* [INPUT DATA]

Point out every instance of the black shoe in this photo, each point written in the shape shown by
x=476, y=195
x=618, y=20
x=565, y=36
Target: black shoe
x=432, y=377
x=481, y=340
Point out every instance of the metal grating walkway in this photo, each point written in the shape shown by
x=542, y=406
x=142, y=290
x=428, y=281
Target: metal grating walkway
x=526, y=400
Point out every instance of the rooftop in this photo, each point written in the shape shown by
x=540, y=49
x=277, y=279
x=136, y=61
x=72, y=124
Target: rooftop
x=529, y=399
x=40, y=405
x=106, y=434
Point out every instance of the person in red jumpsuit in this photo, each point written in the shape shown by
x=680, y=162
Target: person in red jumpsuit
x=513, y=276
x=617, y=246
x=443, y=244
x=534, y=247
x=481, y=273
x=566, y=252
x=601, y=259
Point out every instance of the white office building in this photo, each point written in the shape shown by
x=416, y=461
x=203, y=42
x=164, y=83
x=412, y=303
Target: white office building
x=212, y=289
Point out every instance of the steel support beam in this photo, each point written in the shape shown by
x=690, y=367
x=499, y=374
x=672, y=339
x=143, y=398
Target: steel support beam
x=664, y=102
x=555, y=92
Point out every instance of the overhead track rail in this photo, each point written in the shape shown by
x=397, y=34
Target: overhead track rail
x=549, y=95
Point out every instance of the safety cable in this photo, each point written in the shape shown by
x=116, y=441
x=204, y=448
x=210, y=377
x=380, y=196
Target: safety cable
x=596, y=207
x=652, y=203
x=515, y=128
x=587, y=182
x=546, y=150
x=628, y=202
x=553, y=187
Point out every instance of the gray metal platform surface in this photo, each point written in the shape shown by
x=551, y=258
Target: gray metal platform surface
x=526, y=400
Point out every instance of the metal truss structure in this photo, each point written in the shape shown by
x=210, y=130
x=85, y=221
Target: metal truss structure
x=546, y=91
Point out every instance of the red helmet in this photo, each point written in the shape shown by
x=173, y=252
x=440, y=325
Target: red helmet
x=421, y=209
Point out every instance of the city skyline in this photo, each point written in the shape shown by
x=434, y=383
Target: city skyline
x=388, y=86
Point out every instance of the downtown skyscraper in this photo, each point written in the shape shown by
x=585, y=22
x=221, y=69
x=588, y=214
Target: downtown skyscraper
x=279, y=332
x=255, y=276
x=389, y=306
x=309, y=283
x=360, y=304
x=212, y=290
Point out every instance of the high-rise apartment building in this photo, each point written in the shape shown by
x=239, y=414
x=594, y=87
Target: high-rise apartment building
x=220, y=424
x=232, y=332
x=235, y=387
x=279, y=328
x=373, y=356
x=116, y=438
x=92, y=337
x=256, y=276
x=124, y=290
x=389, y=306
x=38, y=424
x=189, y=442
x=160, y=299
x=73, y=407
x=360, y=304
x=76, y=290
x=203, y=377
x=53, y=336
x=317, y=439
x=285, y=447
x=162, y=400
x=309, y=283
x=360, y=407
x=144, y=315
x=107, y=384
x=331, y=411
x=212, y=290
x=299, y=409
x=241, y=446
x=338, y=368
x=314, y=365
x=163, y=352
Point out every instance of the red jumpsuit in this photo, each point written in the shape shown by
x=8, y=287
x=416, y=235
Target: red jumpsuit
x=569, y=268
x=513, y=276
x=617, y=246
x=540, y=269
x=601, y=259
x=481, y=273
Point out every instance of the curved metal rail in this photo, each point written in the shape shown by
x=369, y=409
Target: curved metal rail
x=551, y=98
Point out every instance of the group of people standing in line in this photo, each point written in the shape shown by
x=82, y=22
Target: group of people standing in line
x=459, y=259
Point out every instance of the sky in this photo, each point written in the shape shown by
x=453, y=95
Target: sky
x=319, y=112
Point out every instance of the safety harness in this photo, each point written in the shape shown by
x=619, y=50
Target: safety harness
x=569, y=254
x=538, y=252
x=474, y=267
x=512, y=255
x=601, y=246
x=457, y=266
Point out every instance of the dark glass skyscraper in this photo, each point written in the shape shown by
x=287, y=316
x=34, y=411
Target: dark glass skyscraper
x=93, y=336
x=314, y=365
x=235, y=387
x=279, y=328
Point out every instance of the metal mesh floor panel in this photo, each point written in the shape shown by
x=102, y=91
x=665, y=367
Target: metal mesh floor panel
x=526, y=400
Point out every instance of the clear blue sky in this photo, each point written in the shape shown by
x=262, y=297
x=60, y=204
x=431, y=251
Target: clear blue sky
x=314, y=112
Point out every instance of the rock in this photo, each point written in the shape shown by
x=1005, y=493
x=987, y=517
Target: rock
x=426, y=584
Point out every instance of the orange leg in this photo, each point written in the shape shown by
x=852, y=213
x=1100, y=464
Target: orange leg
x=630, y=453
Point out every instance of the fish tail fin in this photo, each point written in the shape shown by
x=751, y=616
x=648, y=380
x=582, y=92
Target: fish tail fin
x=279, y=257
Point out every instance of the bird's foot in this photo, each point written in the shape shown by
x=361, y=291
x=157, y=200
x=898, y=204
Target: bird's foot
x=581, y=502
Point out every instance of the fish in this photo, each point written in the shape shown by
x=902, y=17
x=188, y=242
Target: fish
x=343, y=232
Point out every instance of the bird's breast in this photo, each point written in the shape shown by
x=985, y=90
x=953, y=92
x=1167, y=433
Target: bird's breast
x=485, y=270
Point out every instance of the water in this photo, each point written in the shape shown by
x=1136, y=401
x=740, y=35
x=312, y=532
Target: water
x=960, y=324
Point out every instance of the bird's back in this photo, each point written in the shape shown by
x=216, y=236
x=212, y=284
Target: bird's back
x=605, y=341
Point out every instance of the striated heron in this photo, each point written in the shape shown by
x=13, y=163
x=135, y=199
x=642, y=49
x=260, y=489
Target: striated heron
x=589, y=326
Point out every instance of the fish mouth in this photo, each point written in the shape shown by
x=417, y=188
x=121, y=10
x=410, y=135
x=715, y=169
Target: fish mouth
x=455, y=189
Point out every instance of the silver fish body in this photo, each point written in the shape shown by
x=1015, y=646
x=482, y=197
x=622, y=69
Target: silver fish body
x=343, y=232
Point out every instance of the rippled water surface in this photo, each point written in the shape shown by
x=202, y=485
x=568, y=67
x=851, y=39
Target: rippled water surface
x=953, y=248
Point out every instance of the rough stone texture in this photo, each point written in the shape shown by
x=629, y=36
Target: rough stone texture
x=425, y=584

* [TASK BRIEF] Exactly as shown, repeat every record.

* [TASK RESULT]
Point out every instance of the black shoe in this photo, each point written in the shape shown by
x=476, y=195
x=618, y=20
x=565, y=36
Target: black shoe
x=432, y=377
x=481, y=340
Point out every instance of the metal grating walkway in this photo, each point written in the shape shown by
x=542, y=406
x=142, y=290
x=428, y=281
Target: metal grating walkway
x=526, y=400
Point out every instance of the rooftop in this photo, each point written in the shape shown by
x=540, y=49
x=277, y=279
x=136, y=61
x=72, y=124
Target: rooftop
x=529, y=399
x=40, y=405
x=106, y=434
Point out every instance of the person in red jumpsuit in this photo, each point written in the shape shown by
x=680, y=162
Target: person in red jumpsuit
x=513, y=276
x=617, y=246
x=443, y=244
x=534, y=247
x=481, y=273
x=566, y=252
x=601, y=259
Point out every instance of the white office building in this photo, each point written in the shape shown by
x=416, y=461
x=203, y=42
x=164, y=83
x=412, y=303
Target: white office building
x=212, y=289
Point out every instance of the steel support beam in this photo, each point written in the shape shown by
x=690, y=367
x=499, y=374
x=672, y=339
x=143, y=398
Target: steel support beam
x=664, y=102
x=555, y=92
Point out every instance of the overhead track rail in this photo, each point written in the shape shown by
x=397, y=34
Target: overhead track rail
x=549, y=95
Point out every instance of the safety cable in this photo, each point written in the shape shown by
x=116, y=441
x=204, y=448
x=210, y=377
x=380, y=196
Target: safety cable
x=596, y=207
x=652, y=203
x=515, y=128
x=587, y=182
x=546, y=150
x=628, y=202
x=553, y=187
Point out every instance of the gray metal platform surface in this photo, each point written in the shape shown by
x=551, y=258
Target: gray metal platform surface
x=526, y=400
Point out every instance of the metal truss structure in this photo, each point written in the shape shown by
x=210, y=130
x=85, y=221
Target: metal truss structure
x=546, y=91
Point out every instance of the red helmet in this photo, each point written in the shape shown by
x=173, y=252
x=440, y=325
Target: red helmet
x=421, y=209
Point out every instance of the city skyline in this photo, each point written in the shape shown by
x=434, y=383
Target: city skyline
x=388, y=86
Point out every instance of the downtown skyscraper in this photo, each point written in the shape shown by
x=585, y=22
x=221, y=69
x=588, y=214
Target: downtown skyscraper
x=279, y=332
x=255, y=276
x=389, y=306
x=309, y=283
x=360, y=304
x=212, y=290
Point out every instance of the high-rise apartment building in this photo, each point written in the shape shown by
x=239, y=414
x=594, y=87
Target: high-rise apartment building
x=220, y=424
x=232, y=332
x=235, y=387
x=279, y=328
x=373, y=356
x=116, y=438
x=92, y=337
x=256, y=276
x=124, y=290
x=389, y=306
x=38, y=424
x=189, y=442
x=160, y=299
x=73, y=407
x=360, y=304
x=76, y=290
x=203, y=377
x=53, y=336
x=317, y=439
x=285, y=447
x=162, y=400
x=309, y=283
x=360, y=407
x=144, y=315
x=107, y=384
x=331, y=411
x=212, y=290
x=299, y=409
x=241, y=446
x=338, y=368
x=314, y=365
x=163, y=352
Point out every instance of the red jumpsuit in this photo, each point written in the shape shown by
x=8, y=287
x=416, y=235
Target: red jumpsuit
x=569, y=268
x=513, y=276
x=617, y=246
x=540, y=269
x=601, y=259
x=481, y=273
Point out every instance of the curved metal rail in this photo, each point written in the shape shown by
x=369, y=409
Target: curved metal rail
x=551, y=98
Point out every instance of the group of people standing in line in this photo, each point written in the shape shown by
x=82, y=22
Target: group of people standing in line
x=459, y=259
Point out every instance of the sky in this photo, each point written in the shape shown by
x=453, y=95
Target: sky
x=319, y=112
Point out every instance of the safety harness in this photo, each point written in the shape shown by
x=619, y=50
Target: safety harness
x=569, y=254
x=538, y=252
x=474, y=267
x=512, y=255
x=601, y=246
x=457, y=266
Point out every instance of the dark glass skyscraper in this photo, each point written in the shape shown by
x=287, y=316
x=34, y=411
Target: dark glass skyscraper
x=93, y=336
x=314, y=365
x=235, y=387
x=279, y=328
Point out every instance of the metal mesh floor panel in this photo, each point written in the shape shown by
x=102, y=91
x=665, y=367
Target: metal mesh floor panel
x=526, y=400
Point out every instance of the clear blue sky in this photo, each point written in the shape shown by
x=262, y=297
x=60, y=204
x=431, y=251
Target: clear blue sky
x=314, y=112
Point out every instance of the rock in this photo, each point written in the shape shown by
x=1005, y=493
x=987, y=517
Target: rock
x=426, y=584
Point out every instance of the orange leg in this photo, each point written in the shape shown by
x=852, y=213
x=1100, y=464
Target: orange leg
x=630, y=453
Point out every instance of the fish tail fin in this photo, each point written in the shape shown by
x=751, y=616
x=648, y=380
x=582, y=92
Target: fish tail fin
x=279, y=257
Point out every instance of the bird's foot in this photo, each point written in the shape shown by
x=361, y=291
x=157, y=200
x=898, y=204
Target: bird's foot
x=581, y=502
Point out every instance of the fish in this photo, each point written in the shape shown by
x=902, y=17
x=188, y=242
Target: fish
x=343, y=232
Point out every instance of the bird's breast in this photo, each point written in the shape shown by
x=985, y=90
x=953, y=92
x=1167, y=433
Target: bird's breast
x=485, y=270
Point out every instance of the water in this photo, each point written in the shape shown by
x=1136, y=401
x=740, y=35
x=312, y=532
Target: water
x=960, y=324
Point out every instance of the bird's back in this photo, each point written in the shape shown by
x=216, y=236
x=212, y=284
Target: bird's back
x=605, y=341
Point out every instance of the striated heron in this photo, each point written in the shape shown by
x=13, y=163
x=135, y=199
x=642, y=49
x=260, y=489
Target: striated heron
x=589, y=326
Point out every instance of the fish mouth in this photo, each point written in the shape shown by
x=417, y=188
x=121, y=10
x=410, y=135
x=715, y=169
Target: fish mouth
x=455, y=189
Point out every instance of the silver fish body in this photo, each point written in the shape shown by
x=1015, y=646
x=482, y=197
x=622, y=69
Target: silver fish body
x=343, y=232
Point out every instance of the rippled water surface in this photo, each point written in the shape shown by
x=202, y=485
x=568, y=67
x=851, y=39
Target: rippled water surface
x=953, y=248
Point out every instance of the rough stone texture in this photo, each point written in the shape shown by
x=629, y=36
Target: rough stone texture
x=425, y=584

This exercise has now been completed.